--- Start ---
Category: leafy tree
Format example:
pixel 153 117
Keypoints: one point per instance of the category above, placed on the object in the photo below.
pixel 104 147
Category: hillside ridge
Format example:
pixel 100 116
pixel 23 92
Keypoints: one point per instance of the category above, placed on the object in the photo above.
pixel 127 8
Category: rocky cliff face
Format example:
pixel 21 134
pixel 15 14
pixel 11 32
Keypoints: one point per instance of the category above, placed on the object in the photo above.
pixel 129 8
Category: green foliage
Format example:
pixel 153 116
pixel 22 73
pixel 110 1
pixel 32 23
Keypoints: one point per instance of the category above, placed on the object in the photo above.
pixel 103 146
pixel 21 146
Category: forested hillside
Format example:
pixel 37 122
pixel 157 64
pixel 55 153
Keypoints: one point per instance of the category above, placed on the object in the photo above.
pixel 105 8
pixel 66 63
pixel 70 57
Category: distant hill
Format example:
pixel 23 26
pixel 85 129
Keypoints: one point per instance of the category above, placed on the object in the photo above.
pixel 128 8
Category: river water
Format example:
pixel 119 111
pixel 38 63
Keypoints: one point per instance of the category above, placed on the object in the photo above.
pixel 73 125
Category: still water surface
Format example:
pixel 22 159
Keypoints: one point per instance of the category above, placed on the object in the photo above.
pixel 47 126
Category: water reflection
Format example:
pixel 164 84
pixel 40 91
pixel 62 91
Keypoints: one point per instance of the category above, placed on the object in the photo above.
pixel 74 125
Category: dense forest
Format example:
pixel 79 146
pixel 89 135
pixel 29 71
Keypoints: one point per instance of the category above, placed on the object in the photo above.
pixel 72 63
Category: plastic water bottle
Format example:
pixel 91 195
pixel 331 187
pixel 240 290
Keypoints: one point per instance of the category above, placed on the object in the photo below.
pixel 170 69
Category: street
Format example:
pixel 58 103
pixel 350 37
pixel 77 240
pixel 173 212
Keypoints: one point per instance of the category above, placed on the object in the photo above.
--- End ---
> **The exercise**
Copy out the entries word for word, from the line containing "Category: green foliage" through the line containing "pixel 73 125", including both of those lines.

> **Expected output**
Category: green foliage
Format example:
pixel 153 116
pixel 22 73
pixel 110 1
pixel 32 23
Keypoints: one point per instance of the category above, placed on the object in the photo above.
pixel 103 146
pixel 21 146
Category: forested hillside
Format example:
pixel 37 122
pixel 157 64
pixel 55 153
Keypoints: one point per instance of the category above, placed on the object in the photo above.
pixel 105 8
pixel 66 63
pixel 70 57
Category: distant hill
Format example:
pixel 23 26
pixel 85 129
Keypoints: one point per instance of the category above, placed on the object in the photo above.
pixel 128 8
Category: river water
Format example:
pixel 119 111
pixel 38 63
Keypoints: one point per instance of the category above, placed on the object in the photo above.
pixel 73 125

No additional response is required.